_Что нужно сделать:_
1) Перепишите слово в слово часть отрывка о наскальных рисунках Дагестана от слов "Рисунки, сделанные красками" до слов "с. 39–41, рис. 17, 18)." включительно.
2) Назовите все районы Дагестана, которые отрывок о наскальных рисунках Дагестана прямо перечисляет как места находок писаниц и гравировок.

_Выбранный отрывок:_
((

Описанные антропоморфные стелы, очевидно, также связаны с погребальным культом, но ими, вероятно, некогда были отмечены не рядовые захоронения, а могилы племенных вождей или жрецов. Здесь имеет место воплощенное в камне обожествление соплеменников, чей образ мог способствовать благополучию живых людей.

На территории Дагестана, в его предгорьях и высокогорных районах найдено большое количество наскальных изображений. Все они приурочены к выходам скал с относительно ровными поверхностями, служившими для рисунков своеобразным полотном. В предгорьях их выбивали точечными ударами или процарапывали острым орудием, в горных районах наносили краской, преимущественно охрой разных оттенков — от желтого до красно-коричневого. Таковы гравировки, обнаруженные у селений Капчугай, Уйташ, Ленинкент, у г. Буйнакск, в бассейне р. Самур и других местах предгорного Дагестана (Марковин В.И., 1954, с. 324 и след.; 1958, с. 147–162; 1990, с. 85–88; Лавров Л.И., 1959, с. 175–180; Дибиров П.М., 1959, с. 223–225; Häusler А., 1963, s. 896, 897, taf. XVIII, XIX; Канивец В.И., Марковин В.И., 1977, с. 58, 59; Маммаев М.М., 1989, с. 81, 268, рис. 124).

Рисунки, сделанные красками (писаницы), и гравировки сейчас найдены в более, чем 40 пунктах Гунибского, Гумбетовского, Лакского, Кулинского, Дахадаевского и других районов Дагестана (Котович В.М., 1960, с. 92–95; 1971а, с. 97–98; 1974, с. 29 и след.; Исаков М.И., 1966, с. 24, 61, 64; Табл. 17, 18; Исрапилов М.И., 1991). Среди гравировок и писаниц могут быть выделены стилистически близкие рисунки, характеризующиеся линейно-контурной манерой изображения (табл. 105, 1–3). При всей своей схематичности они живо передают характер животных, позы всадников и пр. (Марковин В.И., 1954, с. 326, 327, рис. 2, 3; 1958, с. 148, 151, рис. 1, 5; Исаков М.И., 1961, с. 253, 254; История Дагестана, 1967, т. 1, с. 80; Кильчевская Э.В., 1968, с. 31, 32; Котович В.М., 1971б, с. 129, 130; 1974, с. 39–41, рис. 17, 18).

Можно думать, что все эти изображения, включая солярные сюжеты и отдельные знаки плодородия, наносились на скалы с целью магически способствовать успеху в реальной охоте, увеличению поголовья домашних и диких животных, с надеждой на помощь великого светила — солнца в земледелии и во всех житейских делах (Котович В.М., 1974, с. 41–45; 1980, с. 28–36; 1984, с. 11–20; 1986, с. 6–18; Марковин В.И., 1974, с. 55, 56; 1990, с. 85–89). Датировка упоминаемых наскальных рисунков эпохой бронзы аргументируется как сопоставлением их с древней вазовой живописью, так и отдельными находками того времени, сделанными возле них (Марковин В.И., 1954, с. 328, рис. 4а; 1958, с. 155, 158; 1990, с. 85–88; Häusler А., 1963, s. 897; Котович В.М., 1974, с. 39, 40).

))

_Исходные данные:_
((

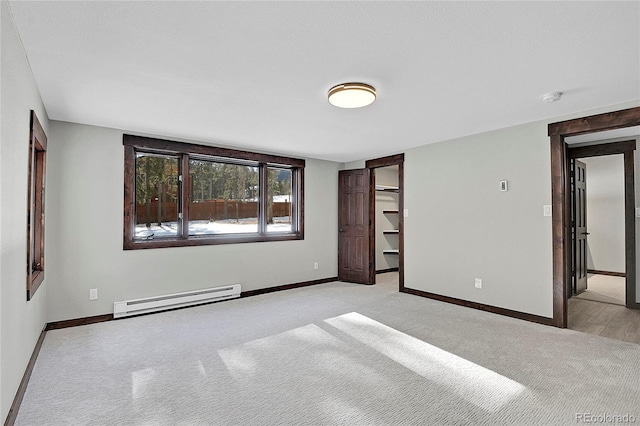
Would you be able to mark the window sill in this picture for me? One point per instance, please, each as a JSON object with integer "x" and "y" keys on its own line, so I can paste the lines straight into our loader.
{"x": 207, "y": 241}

))

_Ответы к заданию:_
1)
Рисунки, сделанные красками (писаницы), и гравировки сейчас найдены в более, чем 40 пунктах Гунибского, Гумбетовского, Лакского, Кулинского, Дахадаевского и других районов Дагестана (Котович В.М., 1960, с. 92–95; 1971а, с. 97–98; 1974, с. 29 и след.; Исаков М.И., 1966, с. 24, 61, 64; Табл. 17, 18; Исрапилов М.И., 1991). Среди гравировок и писаниц могут быть выделены стилистически близкие рисунки, характеризующиеся линейно-контурной манерой изображения (табл. 105, 1–3). При всей своей схематичности они живо передают характер животных, позы всадников и пр. (Марковин В.И., 1954, с. 326, 327, рис. 2, 3; 1958, с. 148, 151, рис. 1, 5; Исаков М.И., 1961, с. 253, 254; История Дагестана, 1967, т. 1, с. 80; Кильчевская Э.В., 1968, с. 31, 32; Котович В.М., 1971б, с. 129, 130; 1974, с. 39–41, рис. 17, 18).

2) Гунибский, Гумбетовский, Лакский, Кулинский, Дахадаевский.